**Short problem:**
Rewrite all of the material below, putting "point placement" in place of each "point localization" and leaving everything else the same.
□ □ □ □ □
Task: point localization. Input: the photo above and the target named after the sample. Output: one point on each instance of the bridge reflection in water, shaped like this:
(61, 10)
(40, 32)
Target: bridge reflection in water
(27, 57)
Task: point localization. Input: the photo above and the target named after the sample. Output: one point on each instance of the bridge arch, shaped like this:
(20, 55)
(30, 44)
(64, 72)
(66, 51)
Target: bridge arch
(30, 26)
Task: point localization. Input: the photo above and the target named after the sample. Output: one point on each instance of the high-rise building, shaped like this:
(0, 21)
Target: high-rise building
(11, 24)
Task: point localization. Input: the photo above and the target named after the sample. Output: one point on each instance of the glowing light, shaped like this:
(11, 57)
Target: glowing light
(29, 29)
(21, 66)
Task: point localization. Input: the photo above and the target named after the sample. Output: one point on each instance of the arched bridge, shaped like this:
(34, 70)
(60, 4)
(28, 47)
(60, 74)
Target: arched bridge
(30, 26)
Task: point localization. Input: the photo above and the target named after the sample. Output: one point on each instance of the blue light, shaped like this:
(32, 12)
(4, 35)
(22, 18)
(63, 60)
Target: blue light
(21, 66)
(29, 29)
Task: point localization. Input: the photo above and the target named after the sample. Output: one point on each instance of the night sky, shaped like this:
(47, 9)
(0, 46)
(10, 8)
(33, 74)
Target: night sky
□ □ □ □ □
**Task output:**
Task: point placement. Input: the photo above and the target named after the sample. Output: one point on each instance of the bridge reflection in water, shaped like this:
(61, 10)
(40, 32)
Target: bridge reflection in water
(27, 57)
Task: point placement. Input: the photo above and the target named after the sample. Output: one point on each instance of the bridge arch, shaped like this:
(20, 55)
(30, 44)
(64, 72)
(66, 51)
Target: bridge arch
(30, 26)
Task: point placement. Input: the photo above and the target named after the sample. Output: one point on each instance of the high-rise building, shaped like this:
(0, 21)
Target: high-rise building
(11, 24)
Task: point placement. Input: the photo above and the target named after the sample. Output: one point on each instance of the glowing light, shaped like this:
(11, 57)
Target: glowing light
(29, 29)
(21, 66)
Task: point placement. Input: the photo above and the target named after the sample. Output: one point on each instance of the arched bridge, shaped like this:
(34, 70)
(60, 4)
(28, 47)
(60, 74)
Target: arched bridge
(30, 26)
Task: point placement. Input: the photo above and the target named after the sample. Output: one point on each instance of the blue light, shaped like this:
(32, 12)
(4, 35)
(22, 18)
(63, 60)
Target: blue light
(21, 66)
(29, 29)
Task: point placement. Input: the photo above and the target named after the sample. Output: one point on each instance of the night sky, shaped like this:
(47, 9)
(0, 46)
(10, 8)
(33, 74)
Target: night sky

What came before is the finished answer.